Problems:
#1 In the forum post, how many acres do the men in the truck say they hunt?
#2 Please repeat the forum post word for word, everything from "Finally, the other" down to "talk with him.".

Source:
Finally, the other night I confronted one of these vehicles. He saw me come out of the house and quickly decided it was best to move on from where he was stopped. He moved to the end of the street where he sat with his headlights shining on an open field (also private property). I jumped on the quad and headed down there to talk with him. 

Asked him if I could help him (Another guy in the truck as well)... "Nope"
Asked what his business was driving a dead end road and stopping several times a week glassing in front of my house... "looking at deer"
Told him that I didn't appreciate him stopping in front of my house with binoculars on a regular basis as feel it was an invasion of my privacy, have a young family, and wasn't sure of his intentions. Looking or looking to shoot...? He then started to raise his voice with a very confrontational tone..."Who the He** are you?? "We are responsible hunters and hunt 340 acres Northeast of here looking at what is in the area."

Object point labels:
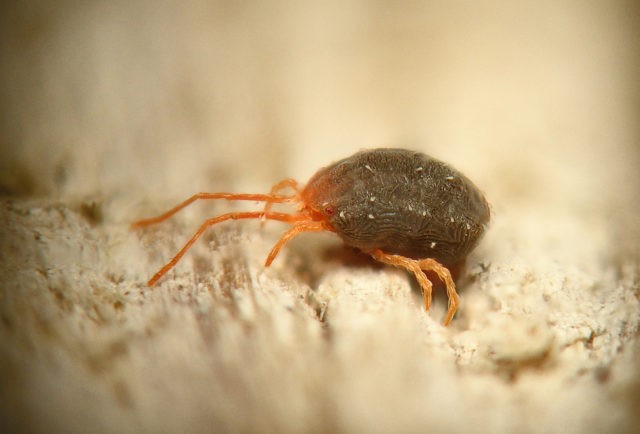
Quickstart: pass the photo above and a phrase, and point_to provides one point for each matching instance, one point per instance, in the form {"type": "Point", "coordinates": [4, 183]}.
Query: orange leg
{"type": "Point", "coordinates": [288, 218]}
{"type": "Point", "coordinates": [301, 226]}
{"type": "Point", "coordinates": [269, 198]}
{"type": "Point", "coordinates": [416, 266]}
{"type": "Point", "coordinates": [285, 183]}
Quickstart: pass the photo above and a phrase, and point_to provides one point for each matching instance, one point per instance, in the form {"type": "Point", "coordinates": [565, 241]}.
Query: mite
{"type": "Point", "coordinates": [402, 207]}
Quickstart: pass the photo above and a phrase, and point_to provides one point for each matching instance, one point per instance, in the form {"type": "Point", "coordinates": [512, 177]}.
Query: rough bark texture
{"type": "Point", "coordinates": [113, 111]}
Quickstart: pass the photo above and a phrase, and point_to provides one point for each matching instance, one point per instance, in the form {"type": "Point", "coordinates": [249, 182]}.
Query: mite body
{"type": "Point", "coordinates": [402, 207]}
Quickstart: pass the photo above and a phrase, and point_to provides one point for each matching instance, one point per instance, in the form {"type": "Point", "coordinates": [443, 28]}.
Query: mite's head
{"type": "Point", "coordinates": [324, 193]}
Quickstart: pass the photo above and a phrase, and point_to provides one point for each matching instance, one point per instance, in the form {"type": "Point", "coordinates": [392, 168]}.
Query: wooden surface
{"type": "Point", "coordinates": [116, 112]}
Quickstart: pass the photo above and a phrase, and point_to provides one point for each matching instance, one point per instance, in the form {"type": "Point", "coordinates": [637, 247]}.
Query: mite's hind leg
{"type": "Point", "coordinates": [416, 267]}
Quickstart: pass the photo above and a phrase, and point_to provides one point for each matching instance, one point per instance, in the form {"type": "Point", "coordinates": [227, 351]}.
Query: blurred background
{"type": "Point", "coordinates": [135, 105]}
{"type": "Point", "coordinates": [167, 97]}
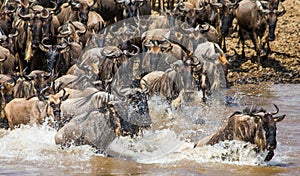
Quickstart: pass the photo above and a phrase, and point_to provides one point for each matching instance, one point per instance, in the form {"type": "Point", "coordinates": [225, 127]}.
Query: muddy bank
{"type": "Point", "coordinates": [282, 65]}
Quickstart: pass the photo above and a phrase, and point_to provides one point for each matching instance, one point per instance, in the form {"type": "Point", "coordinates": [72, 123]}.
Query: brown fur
{"type": "Point", "coordinates": [249, 126]}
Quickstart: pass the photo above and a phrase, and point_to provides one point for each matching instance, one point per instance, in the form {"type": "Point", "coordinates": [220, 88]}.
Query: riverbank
{"type": "Point", "coordinates": [282, 65]}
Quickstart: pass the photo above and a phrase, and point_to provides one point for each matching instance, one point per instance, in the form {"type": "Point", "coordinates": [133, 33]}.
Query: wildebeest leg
{"type": "Point", "coordinates": [224, 44]}
{"type": "Point", "coordinates": [242, 39]}
{"type": "Point", "coordinates": [254, 39]}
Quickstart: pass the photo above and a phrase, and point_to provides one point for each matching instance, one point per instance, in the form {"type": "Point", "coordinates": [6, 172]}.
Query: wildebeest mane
{"type": "Point", "coordinates": [253, 110]}
{"type": "Point", "coordinates": [165, 86]}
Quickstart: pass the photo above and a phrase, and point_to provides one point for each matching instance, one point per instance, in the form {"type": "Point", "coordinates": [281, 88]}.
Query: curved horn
{"type": "Point", "coordinates": [134, 53]}
{"type": "Point", "coordinates": [261, 114]}
{"type": "Point", "coordinates": [231, 55]}
{"type": "Point", "coordinates": [5, 57]}
{"type": "Point", "coordinates": [204, 28]}
{"type": "Point", "coordinates": [47, 15]}
{"type": "Point", "coordinates": [80, 27]}
{"type": "Point", "coordinates": [53, 8]}
{"type": "Point", "coordinates": [108, 54]}
{"type": "Point", "coordinates": [219, 5]}
{"type": "Point", "coordinates": [63, 32]}
{"type": "Point", "coordinates": [233, 3]}
{"type": "Point", "coordinates": [187, 30]}
{"type": "Point", "coordinates": [91, 3]}
{"type": "Point", "coordinates": [188, 52]}
{"type": "Point", "coordinates": [43, 46]}
{"type": "Point", "coordinates": [120, 1]}
{"type": "Point", "coordinates": [23, 16]}
{"type": "Point", "coordinates": [181, 7]}
{"type": "Point", "coordinates": [277, 110]}
{"type": "Point", "coordinates": [282, 12]}
{"type": "Point", "coordinates": [14, 35]}
{"type": "Point", "coordinates": [64, 96]}
{"type": "Point", "coordinates": [63, 45]}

Task responses:
#1 They say they hunt 340 acres northeast of there.

#2
Finally, the other night I confronted one of these vehicles. He saw me come out of the house and quickly decided it was best to move on from where he was stopped. He moved to the end of the street where he sat with his headlights shining on an open field (also private property). I jumped on the quad and headed down there to talk with him.